PASSAGE SHOWN ->
= = = = =
With the growing number of homeowners choosing a HECM, many are also concerned about the impact of this option on their eligibility for Social Security, Medicaid, or Medicare. A HECM does not affect the homeowner’s Medicare or Social Security coverage. However, if you have Medicaid, this might be a little more complicated.
Medicare is the medical coverage automatically provided for seniors over 65, while Medicaid is the health insurance for low-income individuals. If you are on Medicaid and are looking to qualify for a HECM, a large sum of money could change your eligibility for the medical assistance.
Individuals who have liquid resources over $2,000 or couples that have liquid funds over $3,000 would no longer be eligible for Medicaid. Receiving your HECM payment in one lump sum is helpful if you can spend it all at once so that no money is left over for future months (such as using all funds to simply payoff the existing mortgage or cover extensive repairs or household emergencies. Unused HECM proceeds would count as an asset, and may push you over the Medicaid eligibility limit.
= = = = =
DATASET CONTENT ->
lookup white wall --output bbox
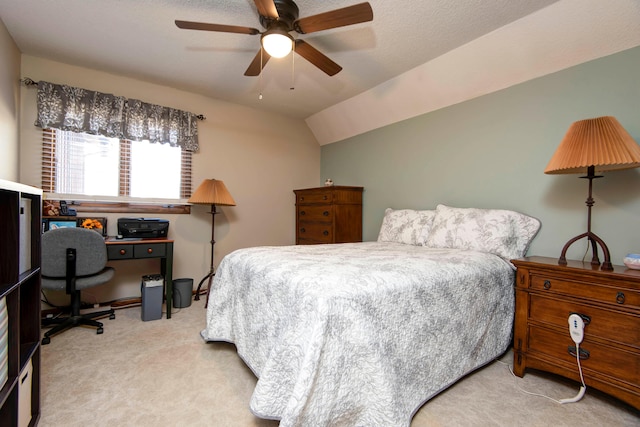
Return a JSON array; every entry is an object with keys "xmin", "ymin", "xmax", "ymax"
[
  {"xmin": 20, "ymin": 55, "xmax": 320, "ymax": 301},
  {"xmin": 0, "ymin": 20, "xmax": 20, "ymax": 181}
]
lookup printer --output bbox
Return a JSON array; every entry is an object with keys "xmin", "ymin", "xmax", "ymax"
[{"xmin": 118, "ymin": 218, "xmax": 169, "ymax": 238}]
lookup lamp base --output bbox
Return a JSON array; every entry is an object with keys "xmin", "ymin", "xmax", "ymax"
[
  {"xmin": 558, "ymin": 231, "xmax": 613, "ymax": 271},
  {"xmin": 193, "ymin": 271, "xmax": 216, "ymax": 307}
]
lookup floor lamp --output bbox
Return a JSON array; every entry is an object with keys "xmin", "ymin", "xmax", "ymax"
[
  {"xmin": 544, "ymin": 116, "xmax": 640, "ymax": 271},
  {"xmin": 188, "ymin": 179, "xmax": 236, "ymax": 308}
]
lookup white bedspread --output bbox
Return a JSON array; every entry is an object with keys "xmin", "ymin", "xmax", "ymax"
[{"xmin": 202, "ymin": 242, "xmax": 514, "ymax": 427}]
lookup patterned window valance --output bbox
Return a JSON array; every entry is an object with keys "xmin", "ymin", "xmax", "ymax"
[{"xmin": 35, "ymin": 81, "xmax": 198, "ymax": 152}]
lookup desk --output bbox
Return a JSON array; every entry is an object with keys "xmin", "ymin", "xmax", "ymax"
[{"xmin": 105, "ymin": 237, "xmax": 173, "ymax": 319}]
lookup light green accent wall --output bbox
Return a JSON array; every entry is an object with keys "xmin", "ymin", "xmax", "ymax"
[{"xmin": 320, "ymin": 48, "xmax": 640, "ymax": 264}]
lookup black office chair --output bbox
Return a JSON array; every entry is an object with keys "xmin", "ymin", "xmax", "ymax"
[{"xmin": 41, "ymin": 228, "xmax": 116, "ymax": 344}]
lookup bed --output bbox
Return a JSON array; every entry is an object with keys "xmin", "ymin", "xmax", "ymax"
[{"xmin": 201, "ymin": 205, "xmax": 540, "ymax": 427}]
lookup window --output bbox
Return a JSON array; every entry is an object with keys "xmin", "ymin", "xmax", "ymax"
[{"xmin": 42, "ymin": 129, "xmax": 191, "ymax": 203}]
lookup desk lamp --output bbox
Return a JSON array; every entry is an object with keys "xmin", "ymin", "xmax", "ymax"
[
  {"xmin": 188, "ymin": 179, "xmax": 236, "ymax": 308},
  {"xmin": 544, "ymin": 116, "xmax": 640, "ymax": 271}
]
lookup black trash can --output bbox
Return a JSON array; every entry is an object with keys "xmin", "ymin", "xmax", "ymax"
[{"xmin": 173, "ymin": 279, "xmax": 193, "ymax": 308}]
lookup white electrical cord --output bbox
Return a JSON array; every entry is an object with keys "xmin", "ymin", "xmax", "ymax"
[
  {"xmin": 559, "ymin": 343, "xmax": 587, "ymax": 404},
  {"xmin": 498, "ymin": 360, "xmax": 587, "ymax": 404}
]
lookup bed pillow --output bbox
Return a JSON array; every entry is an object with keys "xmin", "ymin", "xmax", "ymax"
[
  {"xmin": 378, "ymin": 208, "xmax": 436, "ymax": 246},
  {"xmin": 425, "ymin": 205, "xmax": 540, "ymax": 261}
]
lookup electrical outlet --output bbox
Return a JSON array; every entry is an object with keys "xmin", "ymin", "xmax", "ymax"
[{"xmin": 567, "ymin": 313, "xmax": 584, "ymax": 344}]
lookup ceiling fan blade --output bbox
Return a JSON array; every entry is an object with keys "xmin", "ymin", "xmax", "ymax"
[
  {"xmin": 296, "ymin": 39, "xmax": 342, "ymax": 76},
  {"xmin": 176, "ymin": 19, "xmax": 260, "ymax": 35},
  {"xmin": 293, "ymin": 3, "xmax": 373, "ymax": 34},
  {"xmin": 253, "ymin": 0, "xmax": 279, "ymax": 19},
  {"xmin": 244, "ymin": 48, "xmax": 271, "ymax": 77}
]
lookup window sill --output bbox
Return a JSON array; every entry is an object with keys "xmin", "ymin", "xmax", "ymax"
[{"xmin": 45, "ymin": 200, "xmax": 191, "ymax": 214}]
= = = = =
QUESTIONS ->
#1 Check each statement against the HECM passage and mark it yes or no, quoting the exact words that decide it. (a) Taking a HECM changes a homeowner's Social Security coverage. (b) A couple with more than $3,000 in liquid funds would no longer qualify for Medicaid. (c) HECM proceeds left unspent are treated as an asset.
#2 Name every use that the HECM passage gives for spending a lump-sum payment all at once.
#3 Carry on the HECM passage from its last sentence.
The entries play no part in what is asked here.

ANSWERS TO THE EXERCISE ->
#1
(a) No: "A HECM does not affect the homeowner’s Medicare or Social Security coverage."
(b) Yes: "couples that have liquid funds over $3,000 would no longer be eligible for Medicaid"
(c) Yes: "Unused HECM proceeds would count as an asset"

#2 Paying off the existing mortgage; covering extensive repairs; covering household emergencies.

#3
If you cannot spend the entire lump sum at once, then it may be better for you to receive your HECM as a line of credit or in payments. A line of credit is a lump sum that has been set aside for you. You have full access to it, but it’s not counted as an asset because you don’t have the money until you withdraw it.
It’s important to check with your local Agency on Aging or a Medicaid expert to know your options. While HECMs are an excellent way to relieve financial stress, there’s also no reason why you should lose medical coverage to pay for other necessities in life. Keep in mind that it is entirely possible to qualify for a HECM, and also keep your Medicaid eligibility.
For homeowners with Medicare and Social Security, there are no financial eligibility requirements that prevent you from obtaining a HECM.